▶ _Exercise passage_:
▬▬▬▬▬▬▬▬▬▬
NZ Reserve Bank leaves cash rate steady

·2-min read

New Zealand's Reserve Bank has held firm on its official cash rate, leaving it at the basement 0.25 per cent.

The central bank released its quarterly monetary policy statement on Wednesday, with governor Adrian Orr satisfied with "current stimulatory" settings.

"We are confident that consumer price inflation will rise to near the two per cent midrange of our target and that employment will rise at its maximium sustainable employment level over the projection period," he said.

"Having said that, meeting these requirements will necessitate ongoing considerable time and patience."

The official cash rate (OCR) was lowered to the emergency level of 0.25 per cent in March 2020.

The statement says the OCR "eventually increases over the medium term", suggesting September 2022.

The NZX 50 was steady on the announcement, while the NZ dollar jumped to be worth 94 Australian cents, and 73 US cents.

Missing from the governor's oepning comments was its newly expanded remit to take into account housing prices, as directed by Finance Minister Grant Robertson in February.

New Zealand's housing market has been white-hot since the arrival of COVID-19, which most analysts put down to the Reserve Bank's expansionary monetary policy.

Mr Orr said the Reserve Bank simply had to "explain the impact of the decision" on house prices rather than factor them in like the consumer price index or employment.

"It's really important to understand and I know that's been a misconception globally," he said.

House prices in New Zealand have grown by around 24 per cent over the past 12 months.
▬▬▬▬▬▬▬▬▬▬
▶ _Provided information_:
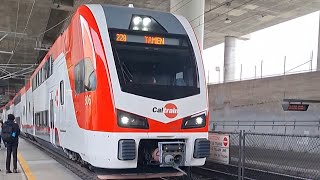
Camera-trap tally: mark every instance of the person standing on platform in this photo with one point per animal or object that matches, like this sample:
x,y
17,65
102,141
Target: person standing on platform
x,y
10,135
1,123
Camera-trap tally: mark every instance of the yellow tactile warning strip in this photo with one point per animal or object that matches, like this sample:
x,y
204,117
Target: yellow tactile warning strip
x,y
25,167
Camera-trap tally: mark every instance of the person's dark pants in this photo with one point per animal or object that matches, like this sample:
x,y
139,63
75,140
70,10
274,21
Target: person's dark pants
x,y
11,148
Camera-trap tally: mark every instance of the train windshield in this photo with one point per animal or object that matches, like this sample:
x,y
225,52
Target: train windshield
x,y
155,69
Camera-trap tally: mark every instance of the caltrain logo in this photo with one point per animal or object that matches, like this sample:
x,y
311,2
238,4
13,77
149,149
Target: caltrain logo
x,y
170,110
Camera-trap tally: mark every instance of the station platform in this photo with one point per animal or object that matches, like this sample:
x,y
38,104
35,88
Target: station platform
x,y
33,164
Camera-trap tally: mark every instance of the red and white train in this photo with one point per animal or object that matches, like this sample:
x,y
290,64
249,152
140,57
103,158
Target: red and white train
x,y
121,88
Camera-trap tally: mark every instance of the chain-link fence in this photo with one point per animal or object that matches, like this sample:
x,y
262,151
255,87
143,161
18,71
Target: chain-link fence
x,y
295,156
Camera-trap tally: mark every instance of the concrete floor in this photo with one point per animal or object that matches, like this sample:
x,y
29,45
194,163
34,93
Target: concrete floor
x,y
34,164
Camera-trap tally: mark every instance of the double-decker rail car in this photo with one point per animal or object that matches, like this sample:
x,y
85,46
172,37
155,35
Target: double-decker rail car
x,y
121,88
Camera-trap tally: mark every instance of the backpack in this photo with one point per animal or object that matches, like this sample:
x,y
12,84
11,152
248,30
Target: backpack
x,y
6,134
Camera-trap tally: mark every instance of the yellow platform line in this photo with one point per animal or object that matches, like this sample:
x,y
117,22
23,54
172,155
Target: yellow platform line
x,y
25,167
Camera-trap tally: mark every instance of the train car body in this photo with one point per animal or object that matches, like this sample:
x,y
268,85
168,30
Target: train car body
x,y
120,88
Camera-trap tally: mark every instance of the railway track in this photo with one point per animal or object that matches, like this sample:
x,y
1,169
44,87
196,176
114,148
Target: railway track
x,y
74,167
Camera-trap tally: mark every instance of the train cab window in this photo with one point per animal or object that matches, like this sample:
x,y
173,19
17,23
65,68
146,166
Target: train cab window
x,y
78,77
61,92
85,77
163,72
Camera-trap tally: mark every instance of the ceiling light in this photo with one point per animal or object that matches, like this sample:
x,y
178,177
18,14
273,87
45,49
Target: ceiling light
x,y
137,20
135,28
146,21
227,21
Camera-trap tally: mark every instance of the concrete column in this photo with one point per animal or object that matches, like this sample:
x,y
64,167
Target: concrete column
x,y
318,57
193,11
230,45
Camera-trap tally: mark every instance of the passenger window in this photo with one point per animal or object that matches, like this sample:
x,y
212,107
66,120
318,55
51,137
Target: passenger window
x,y
85,77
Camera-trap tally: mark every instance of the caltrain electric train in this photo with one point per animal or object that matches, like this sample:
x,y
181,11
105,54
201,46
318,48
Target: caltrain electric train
x,y
121,88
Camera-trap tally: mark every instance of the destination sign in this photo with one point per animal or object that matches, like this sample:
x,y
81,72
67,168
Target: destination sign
x,y
146,39
295,107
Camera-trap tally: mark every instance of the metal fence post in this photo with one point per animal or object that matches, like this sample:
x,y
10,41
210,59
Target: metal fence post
x,y
243,154
240,155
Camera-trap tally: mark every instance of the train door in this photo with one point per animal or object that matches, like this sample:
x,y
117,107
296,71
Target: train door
x,y
52,116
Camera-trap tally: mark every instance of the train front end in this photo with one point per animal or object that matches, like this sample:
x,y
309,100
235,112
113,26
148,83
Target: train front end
x,y
159,92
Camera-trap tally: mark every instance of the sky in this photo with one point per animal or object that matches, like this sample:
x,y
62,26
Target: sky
x,y
294,42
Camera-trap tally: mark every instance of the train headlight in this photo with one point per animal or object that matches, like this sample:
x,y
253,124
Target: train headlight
x,y
124,120
128,120
194,122
146,24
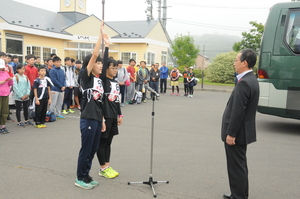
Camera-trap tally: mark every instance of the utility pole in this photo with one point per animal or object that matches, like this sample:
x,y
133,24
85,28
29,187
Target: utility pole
x,y
159,10
102,45
148,11
203,66
164,19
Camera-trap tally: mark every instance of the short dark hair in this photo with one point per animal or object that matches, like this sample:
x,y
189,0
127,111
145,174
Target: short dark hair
x,y
30,56
248,55
112,62
19,66
40,68
67,59
2,54
55,59
132,60
88,58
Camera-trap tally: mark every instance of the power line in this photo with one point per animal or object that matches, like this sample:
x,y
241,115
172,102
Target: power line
x,y
208,25
220,7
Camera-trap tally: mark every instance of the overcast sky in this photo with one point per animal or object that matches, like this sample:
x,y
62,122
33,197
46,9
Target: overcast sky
x,y
196,17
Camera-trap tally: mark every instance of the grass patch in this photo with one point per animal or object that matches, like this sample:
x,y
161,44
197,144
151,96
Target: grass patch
x,y
206,82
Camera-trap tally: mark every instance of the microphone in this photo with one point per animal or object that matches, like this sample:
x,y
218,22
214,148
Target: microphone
x,y
151,90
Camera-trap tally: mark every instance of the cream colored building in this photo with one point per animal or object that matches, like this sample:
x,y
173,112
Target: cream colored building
x,y
201,61
71,32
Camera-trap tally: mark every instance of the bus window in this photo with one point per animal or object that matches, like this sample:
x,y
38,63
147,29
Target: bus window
x,y
293,31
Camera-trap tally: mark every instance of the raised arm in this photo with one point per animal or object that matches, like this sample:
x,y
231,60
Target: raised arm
x,y
105,57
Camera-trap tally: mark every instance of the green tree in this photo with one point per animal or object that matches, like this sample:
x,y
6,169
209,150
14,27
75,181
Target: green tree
x,y
250,39
185,50
221,70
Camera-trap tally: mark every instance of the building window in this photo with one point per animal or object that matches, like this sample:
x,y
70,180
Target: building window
x,y
150,58
126,56
164,57
79,50
14,46
42,52
293,31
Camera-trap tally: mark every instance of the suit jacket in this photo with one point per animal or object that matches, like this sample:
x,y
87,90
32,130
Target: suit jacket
x,y
239,115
▬▬▬▬▬▬▬▬▬▬
▶ _Instructions for the task_:
Reproduce the cash rate article from "The official cash" up to and including "Robertson in February.".

▶ _Exercise output_:
The official cash rate (OCR) was lowered to the emergency level of 0.25 per cent in March 2020.

The statement says the OCR "eventually increases over the medium term", suggesting September 2022.

The NZX 50 was steady on the announcement, while the NZ dollar jumped to be worth 94 Australian cents, and 73 US cents.

Missing from the governor's oepning comments was its newly expanded remit to take into account housing prices, as directed by Finance Minister Grant Robertson in February.